**TASK REQUIREMENTS:**
Put the stretch of items from the start through the line containing "pixel 926 417" into a two-column CSV with the headers instruction and points, one row per item, each field in quotation marks with its line breaks replaced by spaces. Leave the pictures out.

**RECORDS PROVIDED:**
━━━━━━━━━━━━━━━━━━━━━━━━━━━━━━

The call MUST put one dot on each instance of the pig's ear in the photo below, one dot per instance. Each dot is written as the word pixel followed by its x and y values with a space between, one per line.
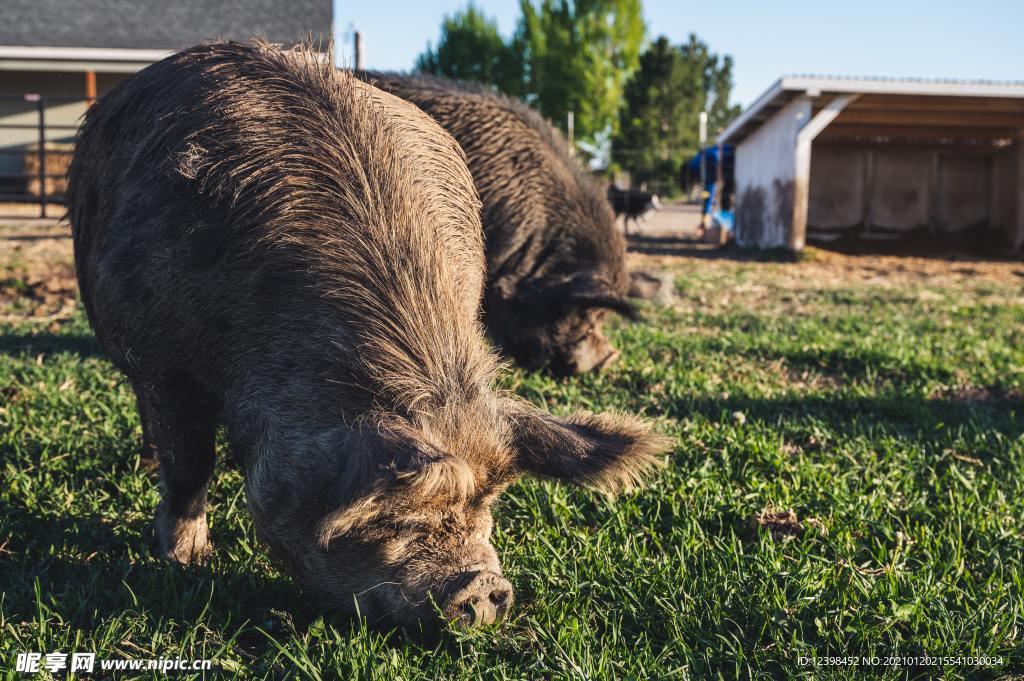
pixel 386 466
pixel 607 452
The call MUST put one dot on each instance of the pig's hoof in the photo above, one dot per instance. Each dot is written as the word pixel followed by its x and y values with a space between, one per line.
pixel 180 540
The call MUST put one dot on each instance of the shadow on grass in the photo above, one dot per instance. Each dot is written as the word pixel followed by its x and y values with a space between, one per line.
pixel 89 573
pixel 689 248
pixel 85 345
pixel 926 417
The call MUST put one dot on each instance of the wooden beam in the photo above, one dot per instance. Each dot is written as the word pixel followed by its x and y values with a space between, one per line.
pixel 90 86
pixel 802 179
pixel 910 102
pixel 933 118
pixel 840 129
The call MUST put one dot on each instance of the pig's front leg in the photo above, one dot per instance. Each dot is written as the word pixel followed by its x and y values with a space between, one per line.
pixel 179 427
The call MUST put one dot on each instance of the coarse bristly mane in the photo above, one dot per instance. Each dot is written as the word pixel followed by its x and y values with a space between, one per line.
pixel 369 193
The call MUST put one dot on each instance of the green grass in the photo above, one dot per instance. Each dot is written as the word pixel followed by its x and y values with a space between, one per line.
pixel 843 402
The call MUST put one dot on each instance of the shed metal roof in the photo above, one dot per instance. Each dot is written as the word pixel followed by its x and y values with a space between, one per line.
pixel 159 25
pixel 897 107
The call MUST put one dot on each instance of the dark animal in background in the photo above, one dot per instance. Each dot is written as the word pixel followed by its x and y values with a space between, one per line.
pixel 267 244
pixel 632 204
pixel 555 261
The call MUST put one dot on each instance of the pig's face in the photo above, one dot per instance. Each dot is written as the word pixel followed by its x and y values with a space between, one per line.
pixel 559 325
pixel 409 540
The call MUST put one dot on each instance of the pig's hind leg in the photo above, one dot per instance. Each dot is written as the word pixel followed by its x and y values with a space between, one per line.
pixel 179 429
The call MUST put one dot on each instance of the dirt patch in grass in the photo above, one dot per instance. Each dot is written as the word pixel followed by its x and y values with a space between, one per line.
pixel 990 395
pixel 781 523
pixel 37 272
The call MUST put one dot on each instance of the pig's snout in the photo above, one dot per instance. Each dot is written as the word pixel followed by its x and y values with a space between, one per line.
pixel 593 353
pixel 484 599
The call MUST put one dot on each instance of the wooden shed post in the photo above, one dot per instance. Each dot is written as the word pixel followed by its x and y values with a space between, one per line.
pixel 90 86
pixel 1019 218
pixel 802 179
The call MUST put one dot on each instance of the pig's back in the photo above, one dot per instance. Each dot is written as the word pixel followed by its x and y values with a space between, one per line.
pixel 240 211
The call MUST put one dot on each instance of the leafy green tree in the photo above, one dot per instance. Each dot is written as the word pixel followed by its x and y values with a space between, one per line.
pixel 577 56
pixel 471 48
pixel 658 120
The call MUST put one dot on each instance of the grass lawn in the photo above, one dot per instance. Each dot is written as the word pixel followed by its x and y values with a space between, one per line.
pixel 847 480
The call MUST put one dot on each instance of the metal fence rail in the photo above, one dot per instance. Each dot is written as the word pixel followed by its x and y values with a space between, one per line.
pixel 15 185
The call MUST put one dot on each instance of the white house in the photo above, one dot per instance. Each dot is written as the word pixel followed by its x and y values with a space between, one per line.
pixel 819 158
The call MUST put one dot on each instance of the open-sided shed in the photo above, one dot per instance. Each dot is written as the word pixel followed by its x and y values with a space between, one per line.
pixel 821 158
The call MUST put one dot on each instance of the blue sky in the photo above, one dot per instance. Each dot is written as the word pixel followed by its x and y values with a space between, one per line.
pixel 937 39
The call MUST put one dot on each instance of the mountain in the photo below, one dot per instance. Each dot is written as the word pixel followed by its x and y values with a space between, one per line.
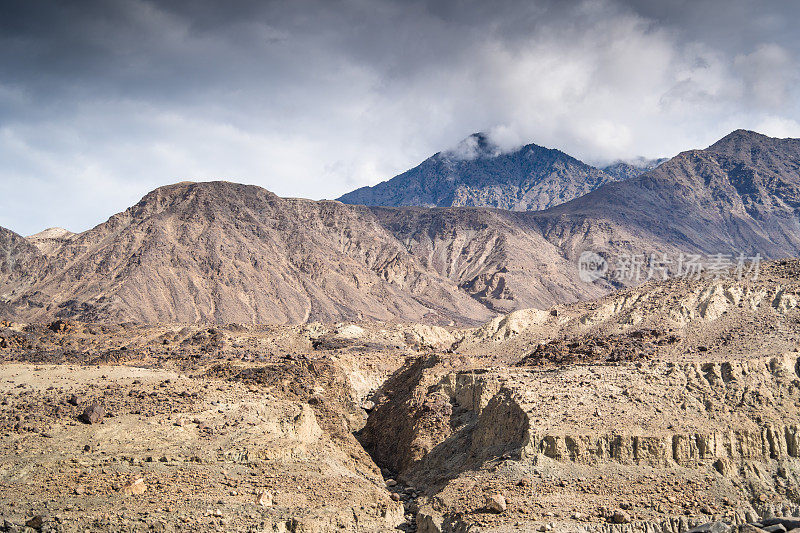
pixel 623 170
pixel 49 240
pixel 741 194
pixel 18 259
pixel 477 173
pixel 223 252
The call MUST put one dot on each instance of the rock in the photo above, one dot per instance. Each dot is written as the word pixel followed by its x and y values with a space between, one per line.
pixel 496 503
pixel 264 499
pixel 712 527
pixel 350 332
pixel 135 488
pixel 429 521
pixel 93 414
pixel 36 522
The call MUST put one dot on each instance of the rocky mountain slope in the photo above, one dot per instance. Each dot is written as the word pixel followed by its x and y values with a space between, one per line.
pixel 626 169
pixel 477 173
pixel 657 409
pixel 740 194
pixel 233 253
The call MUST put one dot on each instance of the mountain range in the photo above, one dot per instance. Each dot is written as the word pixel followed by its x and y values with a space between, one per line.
pixel 223 252
pixel 477 173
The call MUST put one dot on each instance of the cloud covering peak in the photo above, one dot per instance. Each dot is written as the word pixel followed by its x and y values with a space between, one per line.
pixel 102 101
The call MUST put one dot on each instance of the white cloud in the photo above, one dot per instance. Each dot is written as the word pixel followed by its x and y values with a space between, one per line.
pixel 313 99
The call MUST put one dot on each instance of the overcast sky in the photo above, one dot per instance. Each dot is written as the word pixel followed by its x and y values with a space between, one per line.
pixel 101 102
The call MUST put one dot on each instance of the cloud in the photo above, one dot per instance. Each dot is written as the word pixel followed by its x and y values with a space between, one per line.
pixel 102 101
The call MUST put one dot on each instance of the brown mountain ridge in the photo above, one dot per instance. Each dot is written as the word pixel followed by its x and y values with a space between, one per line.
pixel 224 252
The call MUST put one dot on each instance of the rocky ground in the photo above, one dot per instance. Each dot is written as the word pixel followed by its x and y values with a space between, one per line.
pixel 657 409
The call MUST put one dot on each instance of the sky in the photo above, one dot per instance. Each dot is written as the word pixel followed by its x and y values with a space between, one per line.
pixel 103 101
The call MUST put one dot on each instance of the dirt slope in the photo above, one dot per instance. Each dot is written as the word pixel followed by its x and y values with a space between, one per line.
pixel 224 252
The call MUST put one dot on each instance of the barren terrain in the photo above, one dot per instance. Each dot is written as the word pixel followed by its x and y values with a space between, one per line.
pixel 657 408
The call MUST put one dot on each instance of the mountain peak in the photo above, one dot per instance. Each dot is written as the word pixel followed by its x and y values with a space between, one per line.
pixel 479 173
pixel 737 139
pixel 477 145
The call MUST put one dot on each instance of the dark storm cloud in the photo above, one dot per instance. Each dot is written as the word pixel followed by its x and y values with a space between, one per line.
pixel 102 101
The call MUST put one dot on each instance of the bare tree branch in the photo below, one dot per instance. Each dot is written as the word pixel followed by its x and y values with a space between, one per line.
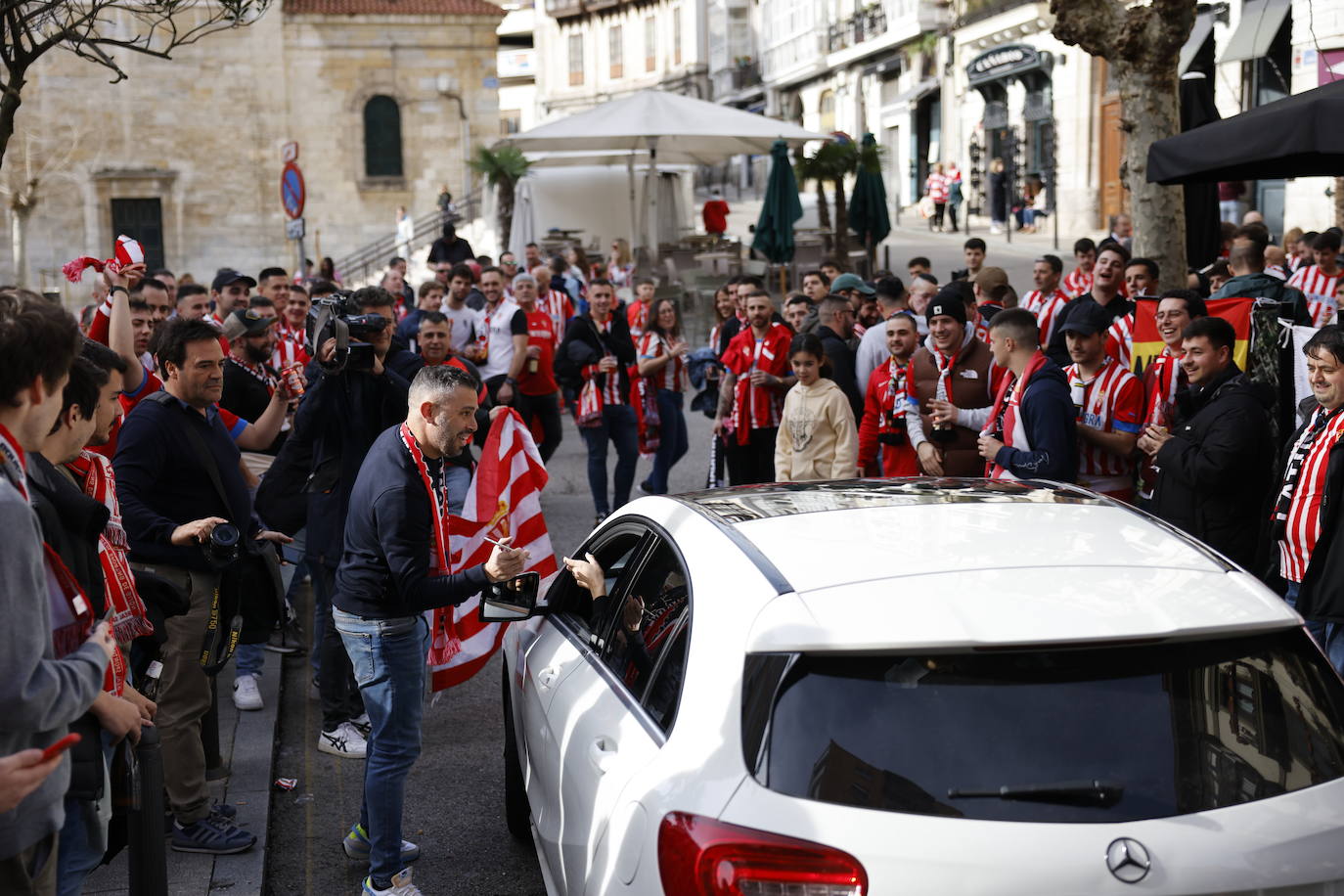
pixel 89 28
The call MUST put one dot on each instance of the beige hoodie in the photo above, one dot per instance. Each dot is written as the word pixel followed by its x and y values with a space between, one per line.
pixel 818 435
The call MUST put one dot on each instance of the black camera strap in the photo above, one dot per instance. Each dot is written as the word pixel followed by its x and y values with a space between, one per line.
pixel 218 644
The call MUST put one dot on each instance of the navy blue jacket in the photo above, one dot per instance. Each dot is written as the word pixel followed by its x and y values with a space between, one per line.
pixel 390 539
pixel 338 418
pixel 1050 420
pixel 161 481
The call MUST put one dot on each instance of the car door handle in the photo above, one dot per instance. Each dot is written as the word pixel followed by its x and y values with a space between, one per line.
pixel 603 754
pixel 547 676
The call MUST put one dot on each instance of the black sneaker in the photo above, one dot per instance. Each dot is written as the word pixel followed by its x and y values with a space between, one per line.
pixel 212 835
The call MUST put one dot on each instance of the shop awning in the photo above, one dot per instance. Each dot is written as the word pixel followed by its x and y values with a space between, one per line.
pixel 1260 23
pixel 1197 35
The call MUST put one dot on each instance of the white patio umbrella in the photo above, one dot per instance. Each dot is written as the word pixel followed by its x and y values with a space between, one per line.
pixel 696 130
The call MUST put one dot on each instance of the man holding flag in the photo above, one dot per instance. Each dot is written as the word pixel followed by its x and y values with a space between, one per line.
pixel 397 565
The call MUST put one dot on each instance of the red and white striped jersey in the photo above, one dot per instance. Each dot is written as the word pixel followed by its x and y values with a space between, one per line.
pixel 1318 285
pixel 558 305
pixel 1120 340
pixel 1046 308
pixel 672 377
pixel 1304 514
pixel 1111 402
pixel 1077 283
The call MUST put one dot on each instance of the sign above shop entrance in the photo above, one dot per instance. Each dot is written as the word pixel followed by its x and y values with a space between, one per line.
pixel 1005 62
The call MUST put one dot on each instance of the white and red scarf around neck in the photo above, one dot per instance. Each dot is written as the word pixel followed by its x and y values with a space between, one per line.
pixel 1007 402
pixel 129 619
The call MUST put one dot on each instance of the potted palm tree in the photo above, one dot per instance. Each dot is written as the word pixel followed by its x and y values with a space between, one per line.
pixel 502 168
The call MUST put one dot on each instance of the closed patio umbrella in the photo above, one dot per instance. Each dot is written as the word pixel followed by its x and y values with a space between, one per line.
pixel 869 216
pixel 780 209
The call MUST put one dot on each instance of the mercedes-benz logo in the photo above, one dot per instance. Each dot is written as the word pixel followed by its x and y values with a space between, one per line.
pixel 1128 860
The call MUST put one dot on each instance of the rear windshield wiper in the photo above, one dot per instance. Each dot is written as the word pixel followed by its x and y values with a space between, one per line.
pixel 1069 792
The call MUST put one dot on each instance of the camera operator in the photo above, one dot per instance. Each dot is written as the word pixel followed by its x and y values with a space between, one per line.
pixel 176 465
pixel 338 418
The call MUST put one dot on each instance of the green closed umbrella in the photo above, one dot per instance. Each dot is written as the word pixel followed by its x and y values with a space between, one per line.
pixel 781 208
pixel 869 215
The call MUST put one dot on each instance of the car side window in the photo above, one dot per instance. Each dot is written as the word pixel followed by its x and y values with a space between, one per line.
pixel 652 614
pixel 614 553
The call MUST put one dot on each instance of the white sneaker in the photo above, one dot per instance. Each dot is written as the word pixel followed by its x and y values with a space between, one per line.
pixel 344 741
pixel 246 694
pixel 402 885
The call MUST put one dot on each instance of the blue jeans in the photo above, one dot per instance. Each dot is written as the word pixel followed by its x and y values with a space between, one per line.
pixel 672 439
pixel 78 853
pixel 618 426
pixel 1328 634
pixel 388 659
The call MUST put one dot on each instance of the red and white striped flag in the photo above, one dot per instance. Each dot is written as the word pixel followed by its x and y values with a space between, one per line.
pixel 504 499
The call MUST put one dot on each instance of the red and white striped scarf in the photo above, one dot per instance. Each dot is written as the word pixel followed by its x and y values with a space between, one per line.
pixel 129 619
pixel 1006 407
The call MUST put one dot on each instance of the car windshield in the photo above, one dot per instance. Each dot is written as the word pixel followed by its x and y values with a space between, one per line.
pixel 1098 735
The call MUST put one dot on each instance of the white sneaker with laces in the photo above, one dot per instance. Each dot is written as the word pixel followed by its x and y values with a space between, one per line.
pixel 246 694
pixel 402 885
pixel 344 741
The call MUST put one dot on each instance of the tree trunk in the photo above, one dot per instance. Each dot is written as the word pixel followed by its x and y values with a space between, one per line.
pixel 824 215
pixel 1150 112
pixel 1142 43
pixel 841 223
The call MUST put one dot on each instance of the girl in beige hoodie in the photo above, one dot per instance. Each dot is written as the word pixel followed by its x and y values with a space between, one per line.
pixel 818 434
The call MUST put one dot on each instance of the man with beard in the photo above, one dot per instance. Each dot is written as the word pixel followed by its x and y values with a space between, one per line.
pixel 394 568
pixel 1107 277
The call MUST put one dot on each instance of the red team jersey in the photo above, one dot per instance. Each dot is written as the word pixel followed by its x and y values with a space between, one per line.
pixel 757 407
pixel 1111 402
pixel 1077 283
pixel 1303 527
pixel 672 377
pixel 1319 289
pixel 884 422
pixel 1046 308
pixel 541 332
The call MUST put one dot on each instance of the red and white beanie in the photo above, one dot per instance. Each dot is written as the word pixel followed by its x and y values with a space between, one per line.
pixel 129 251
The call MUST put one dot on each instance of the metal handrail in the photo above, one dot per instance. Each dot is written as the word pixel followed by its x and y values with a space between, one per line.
pixel 374 255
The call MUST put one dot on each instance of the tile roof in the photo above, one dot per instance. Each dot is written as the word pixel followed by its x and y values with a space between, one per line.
pixel 395 7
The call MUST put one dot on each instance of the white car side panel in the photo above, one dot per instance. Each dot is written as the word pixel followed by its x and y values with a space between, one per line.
pixel 1290 840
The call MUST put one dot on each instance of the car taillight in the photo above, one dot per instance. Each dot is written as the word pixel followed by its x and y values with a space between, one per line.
pixel 704 857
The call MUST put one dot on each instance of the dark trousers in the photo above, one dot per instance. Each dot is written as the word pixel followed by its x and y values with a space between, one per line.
pixel 672 439
pixel 753 464
pixel 618 427
pixel 547 410
pixel 336 687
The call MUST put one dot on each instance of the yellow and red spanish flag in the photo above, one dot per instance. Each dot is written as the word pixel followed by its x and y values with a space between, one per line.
pixel 1148 341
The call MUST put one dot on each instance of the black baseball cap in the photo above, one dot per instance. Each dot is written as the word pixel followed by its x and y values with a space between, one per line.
pixel 226 276
pixel 1088 319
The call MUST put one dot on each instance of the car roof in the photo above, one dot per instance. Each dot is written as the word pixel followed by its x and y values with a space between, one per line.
pixel 970 561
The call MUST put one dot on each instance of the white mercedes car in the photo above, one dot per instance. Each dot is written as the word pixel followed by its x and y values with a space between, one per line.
pixel 929 687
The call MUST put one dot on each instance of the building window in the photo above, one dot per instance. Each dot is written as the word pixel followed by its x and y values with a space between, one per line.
pixel 575 60
pixel 381 139
pixel 676 35
pixel 614 51
pixel 146 219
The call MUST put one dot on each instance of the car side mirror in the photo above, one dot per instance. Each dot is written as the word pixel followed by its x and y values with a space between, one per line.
pixel 511 600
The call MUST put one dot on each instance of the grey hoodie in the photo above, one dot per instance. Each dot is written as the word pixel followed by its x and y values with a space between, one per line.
pixel 39 694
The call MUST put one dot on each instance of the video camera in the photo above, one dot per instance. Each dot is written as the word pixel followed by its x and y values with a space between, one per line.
pixel 338 317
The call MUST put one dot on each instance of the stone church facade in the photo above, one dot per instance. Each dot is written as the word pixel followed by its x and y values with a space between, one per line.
pixel 186 155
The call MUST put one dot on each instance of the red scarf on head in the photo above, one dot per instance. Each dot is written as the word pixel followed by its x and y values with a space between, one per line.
pixel 1007 406
pixel 129 618
pixel 444 643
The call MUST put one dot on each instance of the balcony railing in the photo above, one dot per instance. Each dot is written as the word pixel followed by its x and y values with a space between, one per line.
pixel 859 27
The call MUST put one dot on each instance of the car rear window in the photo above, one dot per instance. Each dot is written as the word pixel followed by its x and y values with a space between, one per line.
pixel 1161 730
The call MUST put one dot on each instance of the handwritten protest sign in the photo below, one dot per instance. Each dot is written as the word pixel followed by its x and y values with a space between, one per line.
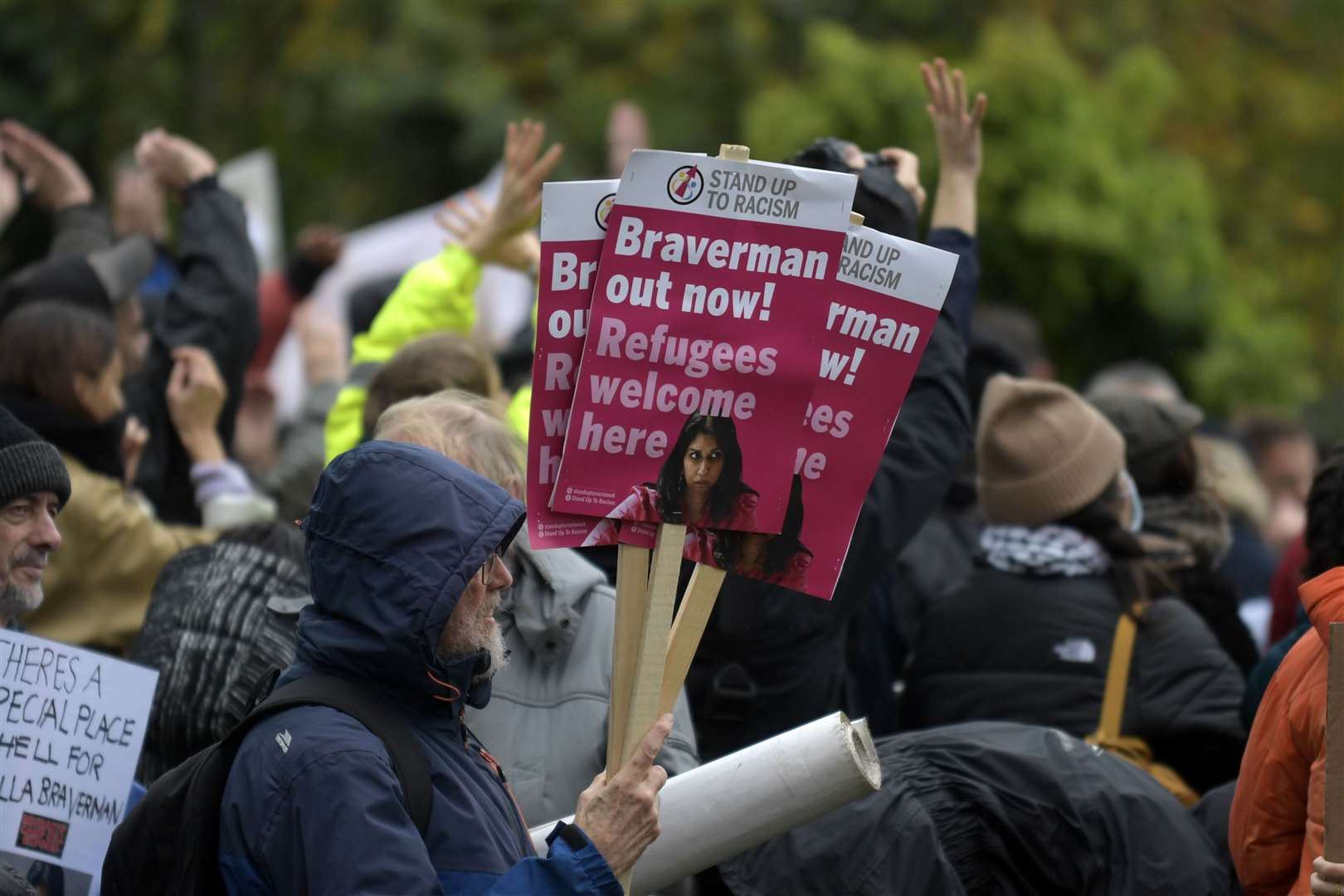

━━━━━━━━━━━━━━━━━━━━━━━━━━━━━━

**WRITTEN ANSWER:**
instruction,points
"The call MUST put one dot on each instance of the pig's ear in the photo below, one dot per instance. Each dot is written as the word pixel followed by its x and y values with a space between, one per line.","pixel 386 466 pixel 607 452"
"The call MUST put one dot on each instance of the pig's hoof in the photo above, one dot per instance. Each dot is written as the word pixel followed by its x and y values with a space between, one per line.","pixel 180 540"
"The call MUST put one dot on each instance of the shadow on grass in the photo above, one dot per instance. Each dot is written as the word pixel followed by its x and y values with a space between, one per line.","pixel 89 573 pixel 689 248 pixel 85 345 pixel 926 417"